### READING PASSAGE
---------------
In determining whether the exercise of jurisdiction over the nonresident defendant will offend traditional notions of fair play and substantial justice, courts consider a number of factors related to fairness: "(1) the burden upon the nonresident defendant; (2) the interests of the forum state; (3) the plaintiff's interest in securing relief; (4) the interstate judicial system's interest in obtaining the most efficient resolution of controversies; and (5) the shared interest of the several States in furthering fundamental substantive social policies." Bullion, 895 F.2d at 216 n. 5 (citing Asahi Metal Indus. Co. v. Superior Court of Cal., Solano Cty., 480 U.S. 102, 113 (1987)). On balance of these factors, the Court finds that the exercise of jurisdiction over Felix would not "offend traditional notions of fair play and substantial justice." The Exclusive Licensing Agreement makes clear that Felix was dealing with a Texas limited partnership in SPFM. Docket no. 2-1 at 2. Any notices under the Agreement are to be sent to SPFM in Texas. Id. at 9. The Agreement is governed by Texas law, and contains a clause wherein Felix consents to the jurisdiction of Texas state courts. Id. at 10. These provisions all indicate that Texas as a state, along with SPFM as a Texas resident, have a strong interest in resolving the dispute here. Moreover, these provisions point towards the fairness of this Court exercising jurisdiction over a defendant who was well-apprised of the Agreement's relationship to the forum state. For these reasons, this Court finds that it has personal jurisdiction over Felix.

Finally, the Court finds that Felix has been served with this lawsuit, as the summons was left at his dwelling with his brother, Martin Felix, who is of suitable age and discretion and also resides there. See FED. R. CIV. P. 4(e)(2)(B).

For these reasons, the Court has subject matter jurisdiction over this case and personal jurisdiction over the parties.
---------------
### STATED EXERCISE 1
Decide whether each statement agrees with the court excerpt, answering yes or no and quoting the deciding words of the excerpt exactly. (a) The Agreement is governed by Texas law. (b) The summons was left with Felix's sister. (c) The Court concludes that it lacks personal jurisdiction over Felix.
### STATED EXERCISE 2
Pull out, word for word, the part of the court excerpt between "Finally, the Court" and "CIV. P. 4(e)(2)(B).", inclusive.
Answer using only the court excerpt, with no outside knowledge.
---------------
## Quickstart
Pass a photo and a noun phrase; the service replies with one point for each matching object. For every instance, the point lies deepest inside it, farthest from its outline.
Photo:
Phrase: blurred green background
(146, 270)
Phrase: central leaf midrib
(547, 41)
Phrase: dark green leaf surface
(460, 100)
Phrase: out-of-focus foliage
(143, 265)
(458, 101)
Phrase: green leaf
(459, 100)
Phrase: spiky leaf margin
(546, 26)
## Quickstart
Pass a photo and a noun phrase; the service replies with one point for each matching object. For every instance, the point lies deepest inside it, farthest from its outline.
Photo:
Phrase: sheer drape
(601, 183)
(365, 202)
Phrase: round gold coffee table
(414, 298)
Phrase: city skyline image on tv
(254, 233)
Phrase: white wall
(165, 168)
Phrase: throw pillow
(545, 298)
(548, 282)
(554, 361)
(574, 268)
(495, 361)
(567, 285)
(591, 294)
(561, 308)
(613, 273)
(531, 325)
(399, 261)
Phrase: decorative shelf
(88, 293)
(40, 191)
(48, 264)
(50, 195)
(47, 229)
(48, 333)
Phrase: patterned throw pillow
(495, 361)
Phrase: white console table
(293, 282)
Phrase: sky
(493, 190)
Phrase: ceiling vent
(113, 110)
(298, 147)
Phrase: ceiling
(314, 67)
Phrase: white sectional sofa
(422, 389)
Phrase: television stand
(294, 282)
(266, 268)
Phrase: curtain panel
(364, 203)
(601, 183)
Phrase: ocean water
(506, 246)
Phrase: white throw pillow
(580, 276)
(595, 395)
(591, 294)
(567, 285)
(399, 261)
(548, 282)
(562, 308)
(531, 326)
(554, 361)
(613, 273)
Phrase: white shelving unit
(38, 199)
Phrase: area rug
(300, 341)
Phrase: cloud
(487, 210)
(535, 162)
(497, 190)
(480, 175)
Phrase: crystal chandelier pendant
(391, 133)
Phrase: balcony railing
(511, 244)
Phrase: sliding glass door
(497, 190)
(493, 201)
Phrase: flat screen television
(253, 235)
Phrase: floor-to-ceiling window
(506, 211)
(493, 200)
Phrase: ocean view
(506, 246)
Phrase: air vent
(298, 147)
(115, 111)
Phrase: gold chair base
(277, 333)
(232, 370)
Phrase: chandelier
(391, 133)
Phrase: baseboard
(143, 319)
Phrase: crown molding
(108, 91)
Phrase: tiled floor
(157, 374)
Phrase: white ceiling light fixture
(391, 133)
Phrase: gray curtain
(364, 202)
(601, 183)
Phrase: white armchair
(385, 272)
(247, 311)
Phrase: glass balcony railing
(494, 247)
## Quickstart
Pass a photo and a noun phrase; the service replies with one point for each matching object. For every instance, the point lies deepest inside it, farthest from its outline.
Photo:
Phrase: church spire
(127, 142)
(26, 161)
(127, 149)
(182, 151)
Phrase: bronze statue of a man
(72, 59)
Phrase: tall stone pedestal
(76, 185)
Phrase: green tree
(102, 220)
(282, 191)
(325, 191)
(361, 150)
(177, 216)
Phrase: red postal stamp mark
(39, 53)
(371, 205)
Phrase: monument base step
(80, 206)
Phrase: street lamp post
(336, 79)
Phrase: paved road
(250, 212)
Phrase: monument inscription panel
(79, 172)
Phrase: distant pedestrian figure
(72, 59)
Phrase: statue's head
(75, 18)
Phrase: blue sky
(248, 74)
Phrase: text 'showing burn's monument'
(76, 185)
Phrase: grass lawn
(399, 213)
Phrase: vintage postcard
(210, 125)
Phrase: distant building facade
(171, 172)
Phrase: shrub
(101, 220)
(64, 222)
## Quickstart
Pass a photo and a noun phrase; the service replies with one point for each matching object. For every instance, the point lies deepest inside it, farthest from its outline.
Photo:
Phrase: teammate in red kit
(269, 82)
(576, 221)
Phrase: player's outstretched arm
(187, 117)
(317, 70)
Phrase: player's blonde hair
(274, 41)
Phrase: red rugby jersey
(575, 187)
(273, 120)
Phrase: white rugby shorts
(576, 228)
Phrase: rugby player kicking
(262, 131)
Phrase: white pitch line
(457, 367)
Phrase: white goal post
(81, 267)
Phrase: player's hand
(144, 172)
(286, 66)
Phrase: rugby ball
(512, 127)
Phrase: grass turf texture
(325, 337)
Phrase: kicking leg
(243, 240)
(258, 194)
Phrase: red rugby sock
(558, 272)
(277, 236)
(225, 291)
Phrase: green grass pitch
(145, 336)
---------------
### COMPLETE ANSWER 1
(a) Yes: "The Agreement is governed by Texas law"
(b) No: "the summons was left at his dwelling with his brother, Martin Felix"
(c) No: "this Court finds that it has personal jurisdiction over Felix"

### COMPLETE ANSWER 2
Finally, the Court finds that Felix has been served with this lawsuit, as the summons was left at his dwelling with his brother, Martin Felix, who is of suitable age and discretion and also resides there. See FED. R. CIV. P. 4(e)(2)(B).